▶ _Prompt_: Please swap "foliage" for "leaves" in the entries from their start through the line containing "POLYGON ((23 161, 23", inclusive, and give those lines back otherwise unchanged, leaving out the pictures.
━━━━━━━━━━━━━━━━
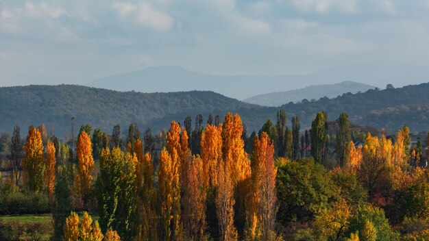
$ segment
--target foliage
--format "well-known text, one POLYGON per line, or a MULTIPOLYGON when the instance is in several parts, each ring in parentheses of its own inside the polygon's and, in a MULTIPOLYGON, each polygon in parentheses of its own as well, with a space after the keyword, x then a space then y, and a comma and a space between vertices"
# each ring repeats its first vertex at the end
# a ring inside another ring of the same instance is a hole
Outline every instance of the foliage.
POLYGON ((23 161, 23 183, 25 188, 32 192, 42 190, 45 171, 43 149, 42 134, 34 127, 30 127, 27 142, 24 145, 25 157, 23 161))
POLYGON ((309 220, 335 195, 325 168, 311 159, 286 162, 277 173, 278 219, 283 223, 309 220))

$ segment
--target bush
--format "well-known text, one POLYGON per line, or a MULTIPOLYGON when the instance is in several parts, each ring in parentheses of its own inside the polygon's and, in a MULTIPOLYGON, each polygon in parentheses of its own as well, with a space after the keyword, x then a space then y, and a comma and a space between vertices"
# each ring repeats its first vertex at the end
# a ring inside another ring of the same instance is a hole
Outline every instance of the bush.
POLYGON ((47 196, 38 192, 12 192, 0 199, 0 214, 41 214, 50 212, 47 196))

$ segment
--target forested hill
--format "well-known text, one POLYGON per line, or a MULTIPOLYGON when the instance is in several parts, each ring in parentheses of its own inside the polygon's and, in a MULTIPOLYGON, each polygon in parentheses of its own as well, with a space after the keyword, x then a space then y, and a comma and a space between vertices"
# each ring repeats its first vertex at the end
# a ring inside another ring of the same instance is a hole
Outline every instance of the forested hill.
MULTIPOLYGON (((239 91, 239 90, 237 90, 239 91)), ((23 129, 45 123, 48 131, 62 138, 71 133, 71 118, 75 117, 75 131, 80 125, 111 132, 120 124, 126 132, 131 123, 140 129, 151 127, 155 131, 168 128, 171 120, 182 123, 187 115, 223 116, 238 113, 249 131, 258 130, 268 118, 284 109, 288 120, 297 115, 302 129, 308 127, 317 112, 328 112, 330 120, 341 112, 352 122, 396 131, 404 123, 411 131, 429 129, 429 83, 383 90, 370 90, 360 94, 344 94, 334 99, 265 107, 245 103, 205 91, 145 94, 117 92, 79 86, 29 86, 0 88, 0 132, 12 132, 19 124, 23 129)), ((275 121, 275 120, 274 120, 275 121)))
POLYGON ((267 118, 262 113, 275 114, 274 108, 262 109, 267 108, 207 91, 146 94, 74 85, 5 87, 0 88, 0 132, 11 132, 16 124, 25 129, 43 123, 48 131, 52 129, 62 138, 66 131, 71 134, 73 116, 75 132, 85 123, 107 132, 120 124, 125 134, 131 123, 159 131, 169 127, 171 120, 183 123, 188 114, 193 118, 201 113, 205 122, 210 114, 222 116, 228 111, 249 113, 249 116, 258 113, 259 119, 245 120, 256 129, 267 118))

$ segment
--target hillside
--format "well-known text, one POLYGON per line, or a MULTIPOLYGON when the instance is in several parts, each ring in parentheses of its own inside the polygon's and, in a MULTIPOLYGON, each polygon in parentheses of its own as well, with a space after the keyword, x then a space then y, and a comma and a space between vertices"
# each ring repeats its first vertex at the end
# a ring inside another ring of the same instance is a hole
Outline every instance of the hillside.
POLYGON ((0 88, 0 132, 12 132, 16 124, 25 129, 44 123, 48 131, 53 129, 62 138, 66 132, 70 135, 72 116, 76 118, 76 129, 89 123, 110 133, 119 123, 125 134, 127 125, 136 123, 140 129, 151 127, 158 131, 167 128, 171 120, 182 123, 188 114, 193 119, 201 113, 206 123, 208 114, 223 116, 227 112, 240 114, 251 131, 258 130, 268 118, 275 120, 280 108, 286 111, 288 120, 298 116, 302 129, 309 127, 317 112, 324 110, 331 120, 345 112, 356 125, 391 132, 406 123, 415 131, 429 129, 428 92, 429 83, 267 107, 213 92, 145 94, 71 85, 5 87, 0 88))
POLYGON ((339 84, 310 86, 297 90, 258 94, 247 98, 243 101, 260 105, 280 106, 291 101, 294 103, 301 101, 304 99, 317 100, 324 97, 334 98, 343 93, 355 94, 373 88, 374 86, 362 83, 343 81, 339 84))
MULTIPOLYGON (((66 132, 71 134, 72 116, 77 130, 82 124, 91 123, 110 133, 120 124, 125 131, 130 123, 136 123, 141 129, 150 126, 159 131, 171 120, 182 123, 187 114, 193 118, 201 113, 206 121, 209 114, 250 110, 259 113, 264 108, 213 92, 145 94, 70 85, 0 88, 0 132, 11 132, 16 124, 26 129, 44 123, 48 131, 52 129, 62 138, 66 132)), ((257 120, 249 120, 249 126, 257 128, 257 120)))

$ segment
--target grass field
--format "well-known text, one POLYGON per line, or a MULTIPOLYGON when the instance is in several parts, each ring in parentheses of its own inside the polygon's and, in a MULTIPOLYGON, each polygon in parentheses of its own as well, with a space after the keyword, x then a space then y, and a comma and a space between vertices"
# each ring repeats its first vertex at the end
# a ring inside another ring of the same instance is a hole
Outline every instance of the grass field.
POLYGON ((0 220, 5 223, 14 223, 14 227, 21 229, 22 231, 19 238, 23 240, 32 240, 34 236, 40 238, 40 240, 49 240, 53 233, 52 215, 50 214, 0 216, 0 220))

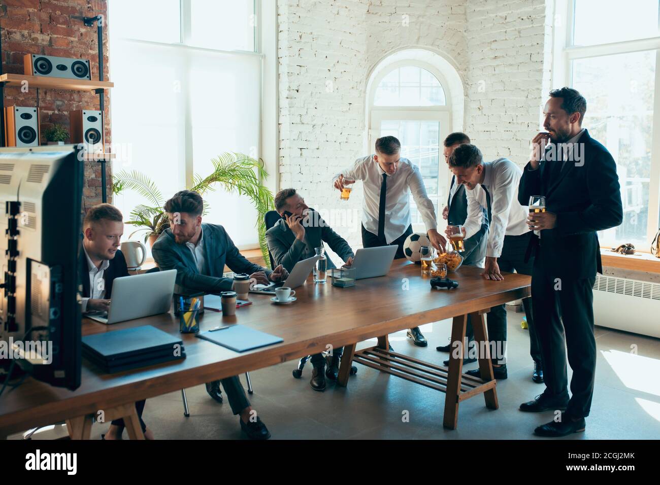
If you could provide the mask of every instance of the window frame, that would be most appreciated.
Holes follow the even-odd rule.
[[[381,81],[390,73],[400,67],[412,66],[419,67],[428,71],[440,83],[445,94],[445,104],[441,106],[374,106],[374,102],[376,99],[376,93],[380,85]],[[452,113],[451,113],[451,94],[447,88],[448,83],[442,75],[442,73],[434,65],[416,59],[403,59],[392,63],[383,69],[374,78],[371,84],[371,88],[368,93],[368,108],[369,108],[369,129],[368,129],[368,146],[373,152],[373,146],[376,139],[380,136],[380,121],[383,119],[397,119],[403,121],[437,121],[440,127],[438,140],[438,210],[436,217],[440,219],[442,209],[443,201],[446,199],[445,197],[449,193],[449,182],[451,180],[451,174],[447,169],[446,165],[443,165],[444,162],[442,155],[443,145],[442,142],[451,131],[452,129]],[[415,207],[414,201],[411,203],[411,209]],[[439,223],[440,221],[438,221]],[[423,223],[414,223],[412,224],[412,230],[415,232],[426,232],[426,230]]]
[[[655,83],[653,98],[653,118],[651,142],[651,170],[649,182],[648,217],[646,227],[647,244],[638,251],[650,252],[651,242],[660,225],[660,35],[632,40],[624,40],[592,46],[573,46],[575,28],[576,0],[556,0],[557,15],[554,18],[554,55],[552,62],[552,86],[572,86],[573,61],[614,54],[655,50]],[[566,22],[562,22],[562,19]],[[660,14],[659,14],[660,24]],[[587,100],[587,110],[588,110]],[[588,129],[588,127],[585,127]],[[616,160],[615,160],[616,161]],[[624,193],[622,187],[622,195]],[[601,240],[601,247],[607,247],[625,241]]]

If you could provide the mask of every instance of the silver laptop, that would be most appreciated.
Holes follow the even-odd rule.
[[[314,269],[314,265],[316,264],[318,259],[319,256],[312,256],[307,259],[298,261],[293,267],[291,273],[289,273],[289,277],[283,283],[278,282],[277,283],[271,283],[267,286],[265,284],[255,284],[253,288],[250,288],[250,293],[274,295],[275,294],[275,288],[280,286],[288,286],[291,288],[298,288],[305,282],[305,280],[310,276],[312,270]]]
[[[117,278],[112,282],[108,313],[84,316],[109,324],[167,313],[172,306],[176,279],[176,269]]]
[[[391,245],[358,249],[353,258],[353,267],[356,269],[355,278],[361,280],[364,278],[384,276],[389,271],[397,247]]]

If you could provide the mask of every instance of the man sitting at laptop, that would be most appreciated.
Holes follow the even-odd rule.
[[[82,282],[82,313],[108,311],[116,278],[127,276],[126,260],[119,251],[119,240],[123,234],[123,218],[119,210],[110,204],[95,205],[87,211],[82,221],[82,251],[78,265]],[[142,432],[147,439],[153,439],[150,430],[142,420],[145,400],[135,403]],[[122,419],[110,425],[106,439],[120,439],[123,432]]]
[[[324,241],[346,265],[352,264],[355,255],[348,243],[335,232],[318,212],[310,209],[295,189],[284,189],[277,193],[275,210],[282,218],[266,231],[266,240],[276,265],[282,265],[290,271],[298,261],[314,256],[315,248],[322,247]],[[334,268],[327,254],[325,257],[327,268]],[[333,352],[332,361],[325,372],[331,380],[336,380],[339,373],[339,360],[343,351],[344,348],[341,347]],[[323,391],[325,359],[321,354],[315,354],[311,360],[314,368],[310,384],[314,391]]]
[[[281,265],[271,271],[250,263],[234,245],[224,228],[202,224],[203,201],[197,192],[182,190],[165,203],[170,219],[166,229],[154,243],[152,253],[161,271],[176,269],[176,283],[187,290],[220,293],[234,285],[232,278],[223,278],[225,264],[237,273],[248,273],[257,283],[284,280],[288,273]],[[220,390],[220,381],[207,384],[207,391],[214,397]],[[267,439],[271,434],[253,411],[236,376],[222,380],[222,387],[234,414],[240,414],[241,429],[253,439]]]

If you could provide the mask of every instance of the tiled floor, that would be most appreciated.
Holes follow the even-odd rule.
[[[273,439],[528,439],[535,427],[552,418],[551,412],[521,412],[519,404],[543,391],[531,381],[523,313],[508,312],[509,378],[498,382],[500,408],[487,409],[480,396],[461,403],[458,429],[442,427],[445,395],[358,365],[347,388],[330,383],[323,393],[309,385],[308,364],[294,379],[290,362],[250,373],[252,404]],[[449,320],[422,327],[429,342],[414,346],[405,332],[390,336],[395,350],[442,364],[447,354],[435,350],[449,337]],[[375,342],[375,340],[374,340]],[[362,342],[362,346],[373,344]],[[596,329],[596,388],[587,430],[572,439],[657,439],[660,437],[660,340],[607,329]],[[476,368],[477,364],[466,366]],[[242,380],[245,382],[244,376]],[[228,403],[211,399],[203,386],[186,390],[191,416],[183,414],[180,393],[149,399],[144,418],[158,439],[240,439],[238,416]],[[409,417],[405,422],[404,414]],[[93,437],[106,426],[94,425]]]

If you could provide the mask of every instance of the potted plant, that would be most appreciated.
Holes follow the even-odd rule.
[[[252,201],[257,209],[257,218],[255,224],[259,233],[259,243],[267,266],[270,266],[268,257],[268,245],[266,243],[266,226],[264,217],[266,212],[275,208],[273,193],[265,187],[262,181],[268,176],[263,168],[263,161],[256,160],[242,153],[226,152],[217,158],[213,158],[213,172],[202,178],[197,174],[193,176],[193,185],[189,187],[201,195],[208,191],[215,190],[216,184],[230,193],[246,195]],[[147,204],[141,204],[131,212],[130,220],[127,222],[139,228],[133,232],[144,231],[145,242],[147,240],[153,246],[154,242],[169,226],[167,215],[164,213],[165,199],[156,184],[144,174],[132,170],[122,170],[113,176],[112,193],[119,194],[126,189],[134,190],[147,199]],[[206,201],[204,203],[204,214],[208,211]]]
[[[48,145],[64,145],[69,138],[69,132],[59,125],[53,125],[44,130],[44,137]]]

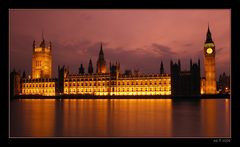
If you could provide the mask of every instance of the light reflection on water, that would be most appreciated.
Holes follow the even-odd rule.
[[[229,137],[230,100],[19,99],[11,137]]]

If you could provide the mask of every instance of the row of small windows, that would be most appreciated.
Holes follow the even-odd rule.
[[[24,87],[55,87],[55,84],[23,84]]]
[[[41,66],[42,62],[41,61],[36,61],[36,66]]]
[[[55,90],[23,90],[23,93],[55,93]]]
[[[67,92],[68,89],[65,89],[65,92]],[[90,89],[90,88],[85,88],[85,89],[70,89],[70,92],[107,92],[108,89],[107,88],[103,88],[103,89]],[[167,87],[163,87],[163,88],[112,88],[112,91],[122,91],[122,92],[129,92],[129,91],[133,91],[133,92],[138,92],[138,91],[170,91],[170,88]]]
[[[118,82],[118,85],[157,85],[157,84],[160,84],[160,85],[162,85],[162,84],[170,84],[170,81],[168,81],[168,82],[166,82],[166,81],[160,81],[160,82],[149,82],[149,84],[148,84],[148,82],[146,81],[146,82],[140,82],[140,83],[135,83],[135,82]],[[98,82],[98,83],[77,83],[77,84],[75,84],[75,83],[69,83],[69,84],[67,84],[67,83],[65,83],[65,87],[67,87],[67,86],[107,86],[107,85],[109,85],[109,82]],[[116,82],[111,82],[111,85],[116,85]]]
[[[81,78],[81,79],[68,79],[70,82],[75,82],[75,81],[106,81],[109,80],[109,78]]]

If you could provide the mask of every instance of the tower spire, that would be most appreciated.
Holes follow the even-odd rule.
[[[43,33],[43,29],[42,29],[42,40],[44,40],[44,33]]]
[[[207,30],[207,36],[206,36],[205,43],[213,43],[212,34],[211,34],[211,31],[210,31],[209,23],[208,23],[208,30]]]

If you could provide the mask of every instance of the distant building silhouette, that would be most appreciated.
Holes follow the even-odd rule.
[[[10,97],[21,93],[21,75],[15,69],[10,73]]]
[[[78,74],[84,74],[84,68],[83,68],[83,65],[82,65],[82,64],[80,65]]]
[[[173,96],[199,96],[200,95],[200,60],[198,64],[192,64],[190,70],[181,71],[181,62],[170,63],[171,92]]]
[[[64,93],[64,79],[69,75],[69,68],[65,66],[58,66],[58,82],[57,91],[58,93]]]

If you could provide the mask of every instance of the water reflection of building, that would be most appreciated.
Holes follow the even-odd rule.
[[[230,76],[226,75],[225,72],[219,76],[217,90],[219,93],[230,93]]]

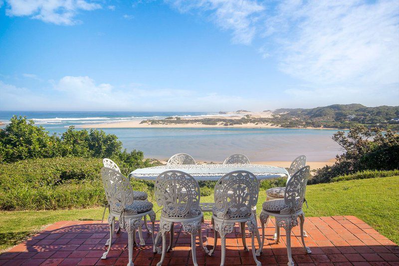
━━━━━━━━━━━━━━━━
▶ _Solved exercise_:
$ segment
--target leaves
--format "well-known text, one POLYGON per line, or a MULTIPOLYGON when the instance is in several parts, each ring in parentheses of its own inside the polygon's and, in a MULTIPOLYGON, each polygon in parentheses of its own as well, with a space after the keyword, x then a space then y, and a comma and a space between vertices"
# each ring repeats its first vertex at the end
# a ring inside another ring of the same instance is a hole
Outline every instance of the leaves.
POLYGON ((23 161, 23 183, 25 188, 32 192, 42 190, 45 171, 43 149, 42 134, 34 127, 30 127, 27 142, 24 145, 25 157, 23 161))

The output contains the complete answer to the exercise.